▸ **保存済みデータ項目**:
=====

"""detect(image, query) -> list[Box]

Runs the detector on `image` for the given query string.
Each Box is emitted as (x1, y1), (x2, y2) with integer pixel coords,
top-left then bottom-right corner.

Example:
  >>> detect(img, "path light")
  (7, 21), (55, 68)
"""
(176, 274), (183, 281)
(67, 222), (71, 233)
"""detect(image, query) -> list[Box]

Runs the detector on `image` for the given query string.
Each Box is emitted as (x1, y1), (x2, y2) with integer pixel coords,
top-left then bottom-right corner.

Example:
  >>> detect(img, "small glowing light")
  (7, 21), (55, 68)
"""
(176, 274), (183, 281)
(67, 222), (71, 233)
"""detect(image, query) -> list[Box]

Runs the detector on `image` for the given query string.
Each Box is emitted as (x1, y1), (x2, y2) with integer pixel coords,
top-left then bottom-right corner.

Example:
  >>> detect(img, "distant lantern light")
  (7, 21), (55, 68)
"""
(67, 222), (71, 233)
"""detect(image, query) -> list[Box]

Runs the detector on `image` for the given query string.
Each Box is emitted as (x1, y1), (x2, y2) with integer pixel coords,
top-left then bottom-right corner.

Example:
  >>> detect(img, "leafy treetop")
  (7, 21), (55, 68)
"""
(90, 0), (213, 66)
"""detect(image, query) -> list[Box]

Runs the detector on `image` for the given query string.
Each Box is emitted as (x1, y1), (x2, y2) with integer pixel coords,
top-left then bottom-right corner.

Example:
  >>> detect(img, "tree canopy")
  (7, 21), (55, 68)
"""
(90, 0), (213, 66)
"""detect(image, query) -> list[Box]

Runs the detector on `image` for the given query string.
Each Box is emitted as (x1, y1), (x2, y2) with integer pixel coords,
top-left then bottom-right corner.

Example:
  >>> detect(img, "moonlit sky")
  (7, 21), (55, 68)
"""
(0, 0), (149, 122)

=====

▸ **作業指示**: 上のデータを全件、記号・空白・改行も含めて一字一句変えずに書き写すこと。

▸ **回答**:
"""detect(image, query) -> list[Box]

Runs the detector on `image` for the given query string.
Each Box is emitted as (x1, y1), (x2, y2) with integer pixel coords,
top-left then bottom-right corner.

Example:
  >>> detect(img, "path light")
  (7, 21), (55, 68)
"""
(176, 274), (183, 281)
(67, 222), (71, 233)
"""detect(image, query) -> list[Box]

Runs the detector on `image` for the given query string.
Each Box is emitted as (x1, y1), (x2, y2) with integer pixel coords,
top-left then bottom-right corner.

Example:
  >>> detect(img, "small glowing light")
  (7, 21), (55, 68)
"""
(176, 274), (183, 281)
(67, 222), (71, 233)
"""detect(image, query) -> list[Box]

Runs the detector on `image` for the given query string.
Each Box is emitted as (x1, y1), (x2, y2) with integer pixel coords,
top-left then bottom-right corner.

Example:
  >>> detect(img, "distant lantern light")
  (7, 21), (55, 68)
"""
(67, 222), (71, 233)
"""detect(image, query) -> list[Box]

Runs the detector on `image` for the given query string.
Each Box is emitted as (x1, y1), (x2, y2) with integer pixel coords,
top-left then bottom-right corner.

Example:
  >>> detect(img, "leafy treetop")
  (7, 21), (55, 68)
"""
(90, 0), (213, 66)
"""detect(image, query) -> list[Box]

Runs the detector on `image` for the given query string.
Each Box is emitted as (x1, y1), (x2, y2) with integer pixel coords,
top-left then bottom-right corner.

Example:
  >>> detect(img, "tree canopy")
  (7, 21), (55, 68)
"""
(90, 0), (213, 66)
"""detect(image, query) -> list[Box]

Runs the detector on `image` for the given query string.
Each Box is emitted as (x1, y1), (x2, y2) with integer pixel coords,
top-left then bottom-right corner.

Example:
  >>> detect(img, "moonlit sky")
  (7, 21), (55, 68)
"""
(0, 0), (149, 122)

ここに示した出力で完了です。